» REQUIRED WORK
Rewrite the listing starting with the line containing "Each instance of the white entry" and going on through the end of the listing, replacing "painting" with "artwork" and changing nothing else. Leave out the pictures.

» DATA IN THIS EXERCISE
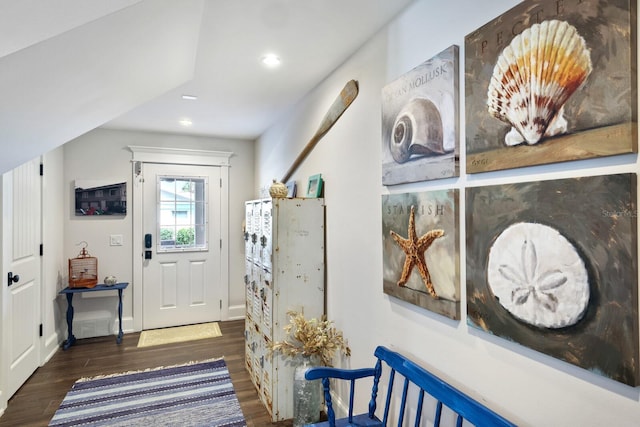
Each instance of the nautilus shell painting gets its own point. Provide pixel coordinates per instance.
(534, 77)
(420, 250)
(553, 265)
(545, 84)
(420, 122)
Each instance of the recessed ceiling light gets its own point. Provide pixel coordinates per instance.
(271, 60)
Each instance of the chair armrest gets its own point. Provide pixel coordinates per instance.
(343, 374)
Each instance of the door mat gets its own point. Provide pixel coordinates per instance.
(194, 394)
(179, 334)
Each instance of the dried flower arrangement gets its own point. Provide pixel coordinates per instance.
(311, 338)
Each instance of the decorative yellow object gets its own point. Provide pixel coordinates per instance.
(83, 270)
(278, 190)
(179, 334)
(311, 338)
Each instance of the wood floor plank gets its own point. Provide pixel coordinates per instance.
(37, 400)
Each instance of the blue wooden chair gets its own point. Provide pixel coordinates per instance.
(444, 394)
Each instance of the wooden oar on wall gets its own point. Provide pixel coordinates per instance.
(339, 106)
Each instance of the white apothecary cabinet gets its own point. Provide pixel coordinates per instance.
(285, 270)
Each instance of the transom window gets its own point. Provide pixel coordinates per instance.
(182, 214)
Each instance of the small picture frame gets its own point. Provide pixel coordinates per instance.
(291, 189)
(314, 188)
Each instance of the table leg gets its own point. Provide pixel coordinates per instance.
(70, 338)
(119, 339)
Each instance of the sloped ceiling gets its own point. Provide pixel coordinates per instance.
(69, 66)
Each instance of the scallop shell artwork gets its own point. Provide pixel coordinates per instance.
(534, 77)
(417, 130)
(538, 276)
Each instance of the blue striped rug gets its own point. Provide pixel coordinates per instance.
(195, 394)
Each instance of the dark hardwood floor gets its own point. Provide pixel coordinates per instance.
(37, 400)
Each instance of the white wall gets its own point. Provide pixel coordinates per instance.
(527, 387)
(102, 154)
(54, 265)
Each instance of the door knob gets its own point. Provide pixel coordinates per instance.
(11, 279)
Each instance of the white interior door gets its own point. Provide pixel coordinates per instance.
(21, 206)
(181, 222)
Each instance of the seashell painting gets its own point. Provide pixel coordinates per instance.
(420, 122)
(538, 276)
(421, 260)
(417, 131)
(547, 84)
(553, 265)
(534, 77)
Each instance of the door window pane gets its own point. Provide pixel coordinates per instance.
(182, 214)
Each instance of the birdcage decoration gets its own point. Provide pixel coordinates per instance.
(83, 270)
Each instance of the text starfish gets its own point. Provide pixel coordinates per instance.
(414, 249)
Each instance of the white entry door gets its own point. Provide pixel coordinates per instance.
(182, 245)
(21, 207)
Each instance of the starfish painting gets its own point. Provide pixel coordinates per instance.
(414, 249)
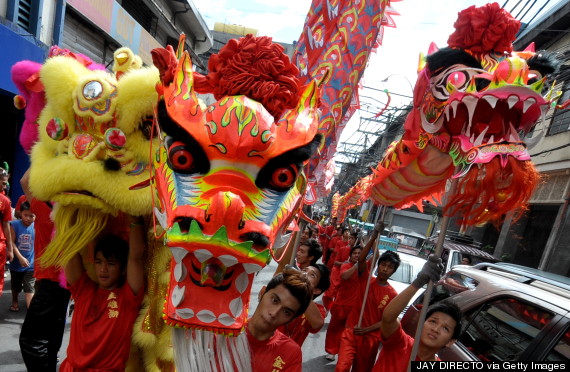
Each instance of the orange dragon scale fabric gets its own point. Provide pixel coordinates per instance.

» RESPONSE TO THIS EXERCISE
Each instance of the white entry door gets its own point. Provide pixel coordinates per instance.
(182, 245)
(21, 207)
Each instance of the starfish artwork gets its own point. Provide pixel coordinates per instance.
(414, 249)
Each instance of the orange dragon scale fabric gets its own point. Provide pixel coordinates per instance.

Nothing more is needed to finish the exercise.